Set tasks
1 - Modify the forum passage on the charged hemisphere: begin at the words "If you can express" and stop after "should be correct.", giving that span again with "planar face" replaced by "flat face".
2 - List every distinct σ symbol with a numeric subscript that appears in the forum passage on the charged hemisphere.
3 - Pick up the forum passage on the charged hemisphere and continue it from the point where it stops.

Document passage
___
I feel as if the way the question is structured, it suggests σ1 through σ4 can all be obtaining as functions of r (possibly constants, as we've both questioned), without having to define using each other.
If you can express ##\sigma_2##, ##\sigma_3##, and ##\sigma_4## in terms of just ##\sigma_1## (and I think you can), then you will have reduced 4 unknowns to just 1 unknown. For example, later in your post you relate ##\sigma_2## to ##\sigma_1##. See below.

But, if σ1(r) is constant (Q is uniformly distributed amongst planar face), then since the planar face contains (1/3)Q, I think σ1=(1/3)Q/(4π R2).
So, Is it fair to claim that 1/3 of Q lies on the planar face due to S1=(1/3)Stotal? If so, my solution should be correct.
In the original post, the total charge on the upper hemisphere is denoted ##q##. Is this the same as ##Q##, or does ##Q## denote some other charge? You should be able to determine the four constant ##\sigma##'s without assuming that the flat surface has 1/3 of the total charge of the upper hemisphere. Then, you will see whether or not that assumption is true.
___
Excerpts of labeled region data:
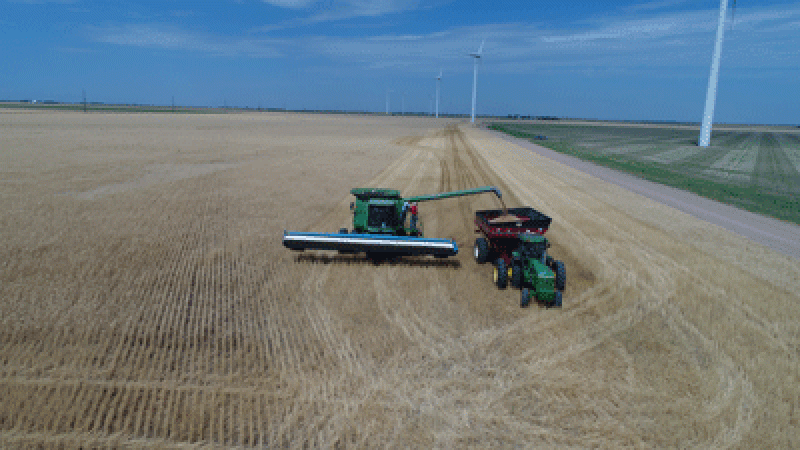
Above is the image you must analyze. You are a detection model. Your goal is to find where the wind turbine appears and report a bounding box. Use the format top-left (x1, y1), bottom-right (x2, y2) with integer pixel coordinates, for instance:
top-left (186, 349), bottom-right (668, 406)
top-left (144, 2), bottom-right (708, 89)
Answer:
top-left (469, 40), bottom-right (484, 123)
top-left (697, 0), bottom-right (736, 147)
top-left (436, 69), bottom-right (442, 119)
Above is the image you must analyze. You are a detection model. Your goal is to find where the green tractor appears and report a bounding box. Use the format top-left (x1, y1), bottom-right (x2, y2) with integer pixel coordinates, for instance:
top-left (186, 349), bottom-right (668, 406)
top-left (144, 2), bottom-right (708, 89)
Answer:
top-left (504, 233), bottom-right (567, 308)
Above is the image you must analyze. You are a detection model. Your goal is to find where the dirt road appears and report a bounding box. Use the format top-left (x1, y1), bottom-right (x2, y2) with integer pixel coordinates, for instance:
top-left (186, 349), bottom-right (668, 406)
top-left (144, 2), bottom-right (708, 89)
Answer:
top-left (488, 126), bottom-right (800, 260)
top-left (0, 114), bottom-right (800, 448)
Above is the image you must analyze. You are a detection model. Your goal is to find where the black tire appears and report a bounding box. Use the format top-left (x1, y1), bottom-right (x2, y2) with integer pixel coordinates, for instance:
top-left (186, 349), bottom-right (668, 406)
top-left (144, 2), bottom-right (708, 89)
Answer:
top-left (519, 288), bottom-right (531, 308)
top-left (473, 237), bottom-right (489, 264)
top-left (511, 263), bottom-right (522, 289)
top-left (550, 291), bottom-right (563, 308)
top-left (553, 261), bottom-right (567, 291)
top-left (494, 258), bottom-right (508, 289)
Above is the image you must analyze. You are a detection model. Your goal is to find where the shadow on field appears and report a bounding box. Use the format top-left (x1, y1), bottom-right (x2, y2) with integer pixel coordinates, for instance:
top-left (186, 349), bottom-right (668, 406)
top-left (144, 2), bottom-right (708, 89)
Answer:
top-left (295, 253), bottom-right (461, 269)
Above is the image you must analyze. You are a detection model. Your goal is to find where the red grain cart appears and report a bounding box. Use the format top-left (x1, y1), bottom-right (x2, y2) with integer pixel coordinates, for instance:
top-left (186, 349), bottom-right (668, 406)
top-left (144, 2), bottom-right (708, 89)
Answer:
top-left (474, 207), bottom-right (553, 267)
___
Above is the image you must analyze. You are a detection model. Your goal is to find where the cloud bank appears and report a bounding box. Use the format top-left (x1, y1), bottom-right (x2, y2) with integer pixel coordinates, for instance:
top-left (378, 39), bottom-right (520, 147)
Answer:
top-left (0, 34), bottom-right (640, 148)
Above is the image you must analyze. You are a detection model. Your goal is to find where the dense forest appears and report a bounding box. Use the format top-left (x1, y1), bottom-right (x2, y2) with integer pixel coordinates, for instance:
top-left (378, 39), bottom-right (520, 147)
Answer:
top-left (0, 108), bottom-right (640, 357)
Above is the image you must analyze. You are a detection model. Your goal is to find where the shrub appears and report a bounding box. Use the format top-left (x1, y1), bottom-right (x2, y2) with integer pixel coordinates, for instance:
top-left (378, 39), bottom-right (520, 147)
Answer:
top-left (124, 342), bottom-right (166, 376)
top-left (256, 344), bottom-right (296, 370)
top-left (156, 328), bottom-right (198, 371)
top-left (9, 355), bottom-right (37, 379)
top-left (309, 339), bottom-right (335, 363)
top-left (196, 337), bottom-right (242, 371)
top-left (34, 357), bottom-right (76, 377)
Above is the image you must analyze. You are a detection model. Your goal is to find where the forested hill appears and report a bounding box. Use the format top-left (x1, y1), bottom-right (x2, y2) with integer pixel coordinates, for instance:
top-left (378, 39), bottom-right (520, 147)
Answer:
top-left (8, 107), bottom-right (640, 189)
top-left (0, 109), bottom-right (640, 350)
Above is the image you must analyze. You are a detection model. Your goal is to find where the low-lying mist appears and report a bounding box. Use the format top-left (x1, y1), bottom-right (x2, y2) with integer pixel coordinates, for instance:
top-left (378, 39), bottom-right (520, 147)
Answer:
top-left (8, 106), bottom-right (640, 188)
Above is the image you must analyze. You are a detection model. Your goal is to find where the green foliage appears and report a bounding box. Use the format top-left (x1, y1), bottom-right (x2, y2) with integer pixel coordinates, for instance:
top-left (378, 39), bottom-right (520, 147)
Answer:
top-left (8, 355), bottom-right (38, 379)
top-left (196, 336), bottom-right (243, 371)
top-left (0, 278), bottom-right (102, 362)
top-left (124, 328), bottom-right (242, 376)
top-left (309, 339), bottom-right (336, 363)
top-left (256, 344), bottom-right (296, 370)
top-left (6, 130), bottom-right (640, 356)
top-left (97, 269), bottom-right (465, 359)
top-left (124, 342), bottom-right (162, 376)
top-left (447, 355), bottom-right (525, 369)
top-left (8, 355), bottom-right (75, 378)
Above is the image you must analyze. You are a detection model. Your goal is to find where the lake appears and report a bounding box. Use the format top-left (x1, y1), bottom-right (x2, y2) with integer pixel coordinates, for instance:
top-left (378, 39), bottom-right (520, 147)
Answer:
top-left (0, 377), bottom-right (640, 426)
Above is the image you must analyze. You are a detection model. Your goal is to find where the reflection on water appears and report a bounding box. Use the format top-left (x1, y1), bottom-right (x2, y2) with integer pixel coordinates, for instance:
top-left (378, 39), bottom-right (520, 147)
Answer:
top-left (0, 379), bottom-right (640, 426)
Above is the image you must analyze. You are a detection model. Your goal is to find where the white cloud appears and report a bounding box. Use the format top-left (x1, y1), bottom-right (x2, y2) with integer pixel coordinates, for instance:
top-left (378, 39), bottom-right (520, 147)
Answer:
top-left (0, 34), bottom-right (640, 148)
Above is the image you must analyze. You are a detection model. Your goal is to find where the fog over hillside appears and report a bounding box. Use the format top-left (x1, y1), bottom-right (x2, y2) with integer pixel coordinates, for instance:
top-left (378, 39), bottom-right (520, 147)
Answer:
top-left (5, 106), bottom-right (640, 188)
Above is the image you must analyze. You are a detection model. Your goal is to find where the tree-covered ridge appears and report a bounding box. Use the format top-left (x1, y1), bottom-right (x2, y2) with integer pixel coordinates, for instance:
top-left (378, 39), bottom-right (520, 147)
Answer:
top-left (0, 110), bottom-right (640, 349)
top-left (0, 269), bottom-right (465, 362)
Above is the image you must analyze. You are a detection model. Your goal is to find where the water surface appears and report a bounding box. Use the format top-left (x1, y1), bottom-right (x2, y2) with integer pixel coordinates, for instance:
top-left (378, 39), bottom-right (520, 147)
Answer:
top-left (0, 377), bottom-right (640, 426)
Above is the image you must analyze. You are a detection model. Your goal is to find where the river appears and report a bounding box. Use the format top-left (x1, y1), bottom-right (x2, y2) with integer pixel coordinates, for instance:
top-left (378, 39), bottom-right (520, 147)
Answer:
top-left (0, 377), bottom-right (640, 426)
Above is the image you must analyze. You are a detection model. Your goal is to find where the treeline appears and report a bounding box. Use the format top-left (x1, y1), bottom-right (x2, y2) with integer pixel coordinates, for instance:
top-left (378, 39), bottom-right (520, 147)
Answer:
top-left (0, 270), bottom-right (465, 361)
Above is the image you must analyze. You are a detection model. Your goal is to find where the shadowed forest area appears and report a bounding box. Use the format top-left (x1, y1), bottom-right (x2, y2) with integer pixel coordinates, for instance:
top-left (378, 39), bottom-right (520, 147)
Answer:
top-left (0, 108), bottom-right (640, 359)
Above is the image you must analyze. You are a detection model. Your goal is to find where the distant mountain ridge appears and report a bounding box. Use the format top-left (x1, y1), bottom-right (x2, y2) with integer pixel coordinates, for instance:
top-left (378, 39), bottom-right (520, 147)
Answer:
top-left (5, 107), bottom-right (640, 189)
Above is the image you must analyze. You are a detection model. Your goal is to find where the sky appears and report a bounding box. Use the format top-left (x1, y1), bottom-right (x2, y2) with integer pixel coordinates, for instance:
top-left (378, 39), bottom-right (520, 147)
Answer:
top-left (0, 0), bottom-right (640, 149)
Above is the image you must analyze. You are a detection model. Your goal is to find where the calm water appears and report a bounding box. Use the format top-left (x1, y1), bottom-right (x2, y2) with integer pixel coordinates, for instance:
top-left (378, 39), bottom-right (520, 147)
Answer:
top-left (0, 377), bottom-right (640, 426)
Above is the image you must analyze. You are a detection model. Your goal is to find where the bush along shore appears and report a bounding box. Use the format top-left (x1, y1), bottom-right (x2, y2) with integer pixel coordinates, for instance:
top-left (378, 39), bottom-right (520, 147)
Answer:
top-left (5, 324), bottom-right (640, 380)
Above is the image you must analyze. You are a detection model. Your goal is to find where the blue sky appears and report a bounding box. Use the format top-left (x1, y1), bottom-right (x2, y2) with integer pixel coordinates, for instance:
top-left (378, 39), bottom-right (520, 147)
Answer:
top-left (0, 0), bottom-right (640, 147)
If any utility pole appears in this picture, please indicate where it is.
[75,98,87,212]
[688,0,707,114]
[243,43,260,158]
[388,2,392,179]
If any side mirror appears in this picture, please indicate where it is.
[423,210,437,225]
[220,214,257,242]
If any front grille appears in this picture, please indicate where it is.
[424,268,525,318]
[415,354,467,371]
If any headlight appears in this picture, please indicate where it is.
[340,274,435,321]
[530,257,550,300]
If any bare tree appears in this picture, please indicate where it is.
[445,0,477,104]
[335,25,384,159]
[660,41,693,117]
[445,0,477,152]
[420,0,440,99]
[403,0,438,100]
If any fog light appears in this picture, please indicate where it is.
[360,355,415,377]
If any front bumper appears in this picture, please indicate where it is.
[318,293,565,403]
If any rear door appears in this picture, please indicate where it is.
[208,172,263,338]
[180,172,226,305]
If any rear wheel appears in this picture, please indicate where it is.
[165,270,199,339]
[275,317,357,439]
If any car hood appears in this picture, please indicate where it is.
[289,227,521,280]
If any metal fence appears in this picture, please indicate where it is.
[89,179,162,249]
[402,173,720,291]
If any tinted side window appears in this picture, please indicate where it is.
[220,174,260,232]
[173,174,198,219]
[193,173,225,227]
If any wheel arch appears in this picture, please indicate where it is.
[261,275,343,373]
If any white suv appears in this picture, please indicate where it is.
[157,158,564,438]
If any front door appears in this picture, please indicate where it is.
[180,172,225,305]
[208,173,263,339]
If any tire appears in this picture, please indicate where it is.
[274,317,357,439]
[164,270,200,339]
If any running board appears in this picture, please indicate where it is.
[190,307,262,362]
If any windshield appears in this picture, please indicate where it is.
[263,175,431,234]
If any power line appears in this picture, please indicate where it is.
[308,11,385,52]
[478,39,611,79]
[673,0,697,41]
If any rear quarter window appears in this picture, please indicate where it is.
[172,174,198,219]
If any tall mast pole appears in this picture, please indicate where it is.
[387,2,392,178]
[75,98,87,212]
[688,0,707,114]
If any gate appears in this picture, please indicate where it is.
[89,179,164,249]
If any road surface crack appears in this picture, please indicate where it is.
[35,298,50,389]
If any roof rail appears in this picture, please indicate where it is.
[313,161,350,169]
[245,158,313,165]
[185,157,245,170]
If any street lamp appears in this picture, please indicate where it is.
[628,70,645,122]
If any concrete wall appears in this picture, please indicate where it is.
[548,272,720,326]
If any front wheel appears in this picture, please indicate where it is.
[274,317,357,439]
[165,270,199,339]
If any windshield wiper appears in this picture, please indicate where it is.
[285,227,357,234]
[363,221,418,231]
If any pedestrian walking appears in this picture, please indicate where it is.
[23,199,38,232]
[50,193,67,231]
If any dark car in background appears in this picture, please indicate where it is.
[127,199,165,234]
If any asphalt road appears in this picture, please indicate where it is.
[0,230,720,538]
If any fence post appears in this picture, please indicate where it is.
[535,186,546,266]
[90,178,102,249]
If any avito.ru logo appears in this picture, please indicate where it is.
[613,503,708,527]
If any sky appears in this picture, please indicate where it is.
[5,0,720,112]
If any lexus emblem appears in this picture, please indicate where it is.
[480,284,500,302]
___
Answers
1 -
If you can express ##\sigma_2##, ##\sigma_3##, and ##\sigma_4## in terms of just ##\sigma_1## (and I think you can), then you will have reduced 4 unknowns to just 1 unknown. For example, later in your post you relate ##\sigma_2## to ##\sigma_1##. See below.

But, if σ1(r) is constant (Q is uniformly distributed amongst flat face), then since the flat face contains (1/3)Q, I think σ1=(1/3)Q/(4π R2).
So, Is it fair to claim that 1/3 of Q lies on the flat face due to S1=(1/3)Stotal? If so, my solution should be correct.

2 - σ1, σ2, σ3, σ4

3 -
From there, σ1(r) =-σ2(r) due to inducted charge, and σ3,4(r) would come from the surface area relationship once again.
Can you explain in a little more detail how you arrive at ##\sigma_2 = -\sigma_1##? Note that you have succeeded in expressing ##\sigma_2## in terms of ##\sigma_1##. That just leaves ##\sigma_3## and ##\sigma_4## to be expressed in terms of ##\sigma_1##.

I've also thought about using the boundary condition that E over σ should be σ/εo
Do you mean that E at any point just outside the surface of one of the conductors is |σ|/εo? If so, then, yes. You can use Gauss' law to show this.
but am unsure if I can use that alone to say Egap=σ/εo.
Yes, the field at any point in the gap (away from the edges) is uniform.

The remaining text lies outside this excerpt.